> [What you need to do]:
- A) From the debate excerpt, list every numbered amendment, clause, or section of legislation it mentions, naming each one separately.
- B) According to the debate excerpt, in what year was the IPA passed?
- C) For each statement, say whether it agrees with the debate excerpt, and quote the words that decide it.
(i) Amendments 15 and 16 were tabled by Lord West of Spithead.
(ii) Clause 13 gives regulatory bodies new powers that they never had before.
(iii) The speaker describes the aim as unmaking the provisions of the 2016 Act.

> [Text segment]:
··········

UK Parliament / Open data

Investigatory Powers (Amendment) Bill [HL]

My Lords, I thank noble Lords for this short debate and the scrutiny on these important issues. First, I will address Amendments 15

and 16 tabled by the noble Lord, Lord West of Spithead, which seek to remove Clause 13 and the Schedule from the Bill. We have covered some of the same ground as we did in Committee, and I am afraid that much of my response will make similar points to those I made then. However, I can appreciate why he has raised the points he made about these provisions, and I hope that I can still provide him with assurance on why these measures are needed and proportionate.

As the Government have been clear, the purpose of Clause 13 is to ensure that bodies with regulatory or supervisory functions are not inhibited from performing the roles expected of them by Parliament. It restores their pre-existing statutory powers to acquire CD in support of those functions. When the IPA was passed in 2016—under the expert stewardship of the noble Lord’s fellow ISC member in the other place, the right honourable Member for South Holland and The Deepings—it made specific provision, at Section 61(7)(f) and (j) respectively, for the acquisition of CD for the purposes of taxation and oversight of financial services, markets and financial stability. The noble Lord and his fellow committee members have queried whether we are “unmaking” these measures in the 2016 Act through Clause 13 of the Bill. I would therefore like to put beyond doubt what has happened since then to lead us to this point of needing to refine rather than unmake these provisions.

··········

> [Given information]:

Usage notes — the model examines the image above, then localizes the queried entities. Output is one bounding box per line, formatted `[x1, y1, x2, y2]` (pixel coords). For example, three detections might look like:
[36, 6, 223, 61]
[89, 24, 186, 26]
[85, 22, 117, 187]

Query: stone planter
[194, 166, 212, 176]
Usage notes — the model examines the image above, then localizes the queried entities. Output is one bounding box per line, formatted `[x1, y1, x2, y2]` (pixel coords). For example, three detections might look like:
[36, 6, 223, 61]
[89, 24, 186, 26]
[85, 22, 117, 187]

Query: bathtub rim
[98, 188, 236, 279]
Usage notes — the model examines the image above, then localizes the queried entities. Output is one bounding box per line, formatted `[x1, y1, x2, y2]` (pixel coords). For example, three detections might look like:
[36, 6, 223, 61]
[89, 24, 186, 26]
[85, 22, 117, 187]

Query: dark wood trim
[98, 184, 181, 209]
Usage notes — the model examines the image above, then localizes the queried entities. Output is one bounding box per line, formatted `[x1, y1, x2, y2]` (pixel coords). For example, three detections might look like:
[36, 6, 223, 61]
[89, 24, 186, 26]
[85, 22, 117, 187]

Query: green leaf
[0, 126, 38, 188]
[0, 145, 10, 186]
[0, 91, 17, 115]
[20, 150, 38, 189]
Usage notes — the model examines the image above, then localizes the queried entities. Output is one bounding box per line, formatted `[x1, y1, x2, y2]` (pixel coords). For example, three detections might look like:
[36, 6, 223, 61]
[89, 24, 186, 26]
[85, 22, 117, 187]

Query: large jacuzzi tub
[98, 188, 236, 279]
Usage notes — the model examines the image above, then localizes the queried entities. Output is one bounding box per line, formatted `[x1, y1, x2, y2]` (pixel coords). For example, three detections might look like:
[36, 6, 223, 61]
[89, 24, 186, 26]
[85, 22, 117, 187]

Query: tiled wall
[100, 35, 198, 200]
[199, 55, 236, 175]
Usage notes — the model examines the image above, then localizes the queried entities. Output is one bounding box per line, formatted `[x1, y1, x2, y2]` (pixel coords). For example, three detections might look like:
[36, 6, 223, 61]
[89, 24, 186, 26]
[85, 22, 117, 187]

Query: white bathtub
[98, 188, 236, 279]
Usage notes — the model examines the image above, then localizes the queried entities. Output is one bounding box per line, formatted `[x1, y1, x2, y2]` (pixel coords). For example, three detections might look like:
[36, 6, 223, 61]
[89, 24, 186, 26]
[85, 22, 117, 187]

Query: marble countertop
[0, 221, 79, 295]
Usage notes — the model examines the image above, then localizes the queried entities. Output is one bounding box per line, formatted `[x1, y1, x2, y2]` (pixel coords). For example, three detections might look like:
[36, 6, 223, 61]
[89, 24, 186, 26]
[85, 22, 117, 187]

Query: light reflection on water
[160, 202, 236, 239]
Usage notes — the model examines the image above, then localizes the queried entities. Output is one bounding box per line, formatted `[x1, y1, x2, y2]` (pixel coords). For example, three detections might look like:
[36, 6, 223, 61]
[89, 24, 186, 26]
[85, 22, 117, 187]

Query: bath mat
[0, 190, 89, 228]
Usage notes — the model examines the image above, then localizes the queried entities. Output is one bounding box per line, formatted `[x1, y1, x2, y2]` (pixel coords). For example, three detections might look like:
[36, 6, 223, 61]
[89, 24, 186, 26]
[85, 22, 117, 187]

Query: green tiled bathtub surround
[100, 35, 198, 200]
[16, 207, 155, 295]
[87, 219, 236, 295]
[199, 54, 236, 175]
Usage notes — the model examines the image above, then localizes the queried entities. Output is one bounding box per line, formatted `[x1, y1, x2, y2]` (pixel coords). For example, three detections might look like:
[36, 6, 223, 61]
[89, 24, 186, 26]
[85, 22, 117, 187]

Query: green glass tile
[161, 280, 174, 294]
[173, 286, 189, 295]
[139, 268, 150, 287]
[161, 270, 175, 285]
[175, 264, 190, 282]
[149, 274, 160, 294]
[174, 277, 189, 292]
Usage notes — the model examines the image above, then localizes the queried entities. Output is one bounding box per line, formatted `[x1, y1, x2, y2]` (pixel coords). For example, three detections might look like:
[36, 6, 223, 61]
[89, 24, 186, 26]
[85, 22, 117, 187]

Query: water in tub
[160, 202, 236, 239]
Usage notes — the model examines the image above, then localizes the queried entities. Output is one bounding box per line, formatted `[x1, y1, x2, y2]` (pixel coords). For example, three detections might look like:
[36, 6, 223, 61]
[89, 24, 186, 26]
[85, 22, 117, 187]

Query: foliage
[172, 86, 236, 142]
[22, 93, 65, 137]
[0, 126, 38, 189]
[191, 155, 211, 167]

··········

> [Written answers]:
- A)
Amendment 15
Amendment 16
Clause 13
Section 61(7)(f)
Section 61(7)(j)

- B) 2016

- C)
(i) Yes: "tabled by the noble Lord, Lord West of Spithead"
(ii) No: "It restores their pre-existing statutory powers to acquire CD in support of those functions."
(iii) No: "needing to refine rather than unmake these provisions"